- _GOAL OF THE EXERCISE_: Decide whether each statement below agrees with the court order that follows. Answer yes or no for each, and quote the words of the order that decide it. 1. The bankruptcy court granted summary judgment to the appellees. 2. PC Network's telephone numbers were left out of the assets sold to D.I. 3. The sale proposed by D.I. was approved on October 12, 1988.

- _TEXT TO READ_:

========================

In Re Personal Computer Network, Inc., 97 B.R. 909 (N.D. Ill. 1989)

U.S. District Court for the Northern District of Illinois - 97 B.R. 909 (N.D. Ill. 1989)
March 28, 1989

97 B.R. 909 (1989)

In re PERSONAL COMPUTER NETWORK, INC., an Illinois corporation, Debtor.
DIRECTIONAL INTERNATIONAL, LTD., Access Microcenters, Inc. and the New Personal Computer Network, Inc., Plaintiffs-Appellees,
v.
ILLINOIS BELL TELEPHONE COMPANY, Defendant-Appellant.

Nos. 88 C 10091, 87 B 7306 and 87 A 1223.

United States District Court, N.D. Illinois, E.D.

March 28, 1989.

Robert B. Chatz, John W. Costello, Charles S. Stahl, Jr., James T. Arvey, Michael R. Enright, Michael M. Eidelman, Arvey, Hodes, Costello & Burman, Chicago, Ill., for plaintiffs-appellees.

L. Bow Pritchett and Ronald E. Cundiff, Chicago, Ill., for defendant-appellant.

 
ORDER

BUA, District Judge.

Pursuant to 28 U.S.C. § 158(a), appellant Illinois Bell Telephone Company ("Illinois Bell") appeals the final order entered by the bankruptcy court in this adversary proceeding on October 12, 1988. In that ruling, the bankruptcy court granted summary judgment to appellees Directional International, Ltd.; Access Microcenters, Inc.; and the New Personal Computer Network, Inc. (collectively, "D.I."). For the reasons stated herein, the decision of the bankruptcy court is affirmed.

 
FACTS AND PROCEDURAL HISTORY

The underlying bankruptcy matter to which this adversary proceeding is allegedly related[1] began when Personal Computer Network, Inc. ("PC Network") filed a voluntary Chapter 11 petition in bankruptcy. Shortly after PC Network filed its petition, D.I. made an offer to purchase substantially all of PC Network's assets. At the time, PC Network was operating its business as a debtor-in-possession. On October 30, 1987, Chief Bankruptcy Judge John D. Schwartz approved the sale proposed by D.I. In its order, the bankruptcy court declared that D.I. purchased PC Network's assets "free and clear of all liens, *910 claims, interests and encumbrances."[2] Specifically included in the list of PC Network's assets sold to D.I. were PC Network's telephone numbers, both long distance and local. After the sale, D.I., using the name "The New Personal Computer Network, Inc.," began operating the business formerly run by PC Network.

========================

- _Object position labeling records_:
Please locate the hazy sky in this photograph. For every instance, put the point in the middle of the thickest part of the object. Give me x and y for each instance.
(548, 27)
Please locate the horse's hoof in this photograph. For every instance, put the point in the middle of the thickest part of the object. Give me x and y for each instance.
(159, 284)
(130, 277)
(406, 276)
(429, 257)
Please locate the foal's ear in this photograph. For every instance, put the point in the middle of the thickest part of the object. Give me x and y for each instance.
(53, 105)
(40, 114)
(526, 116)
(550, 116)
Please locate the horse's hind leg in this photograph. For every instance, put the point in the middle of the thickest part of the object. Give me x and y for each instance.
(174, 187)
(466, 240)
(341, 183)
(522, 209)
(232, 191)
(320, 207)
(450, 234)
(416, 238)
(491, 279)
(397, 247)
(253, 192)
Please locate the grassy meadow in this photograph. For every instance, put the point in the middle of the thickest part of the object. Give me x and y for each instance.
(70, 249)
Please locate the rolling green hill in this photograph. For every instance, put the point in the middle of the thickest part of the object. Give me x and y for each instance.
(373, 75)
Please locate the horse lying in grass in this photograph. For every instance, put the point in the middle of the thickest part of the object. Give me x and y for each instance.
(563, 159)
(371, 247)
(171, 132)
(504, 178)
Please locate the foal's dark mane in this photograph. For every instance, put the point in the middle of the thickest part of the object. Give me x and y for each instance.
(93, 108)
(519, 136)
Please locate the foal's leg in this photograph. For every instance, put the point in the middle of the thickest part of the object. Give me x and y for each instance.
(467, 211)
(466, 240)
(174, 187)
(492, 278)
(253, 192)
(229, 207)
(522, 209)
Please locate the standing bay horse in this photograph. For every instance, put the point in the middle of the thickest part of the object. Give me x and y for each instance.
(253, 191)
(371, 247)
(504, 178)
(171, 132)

========================

- _RESPONSE_:
1. Yes: "the bankruptcy court granted summary judgment to appellees Directional International, Ltd.; Access Microcenters, Inc.; and the New Personal Computer Network, Inc."
2. No: "Specifically included in the list of PC Network's assets sold to D.I. were PC Network's telephone numbers, both long distance and local."
3. No: "On October 30, 1987, Chief Bankruptcy Judge John D. Schwartz approved the sale proposed by D.I."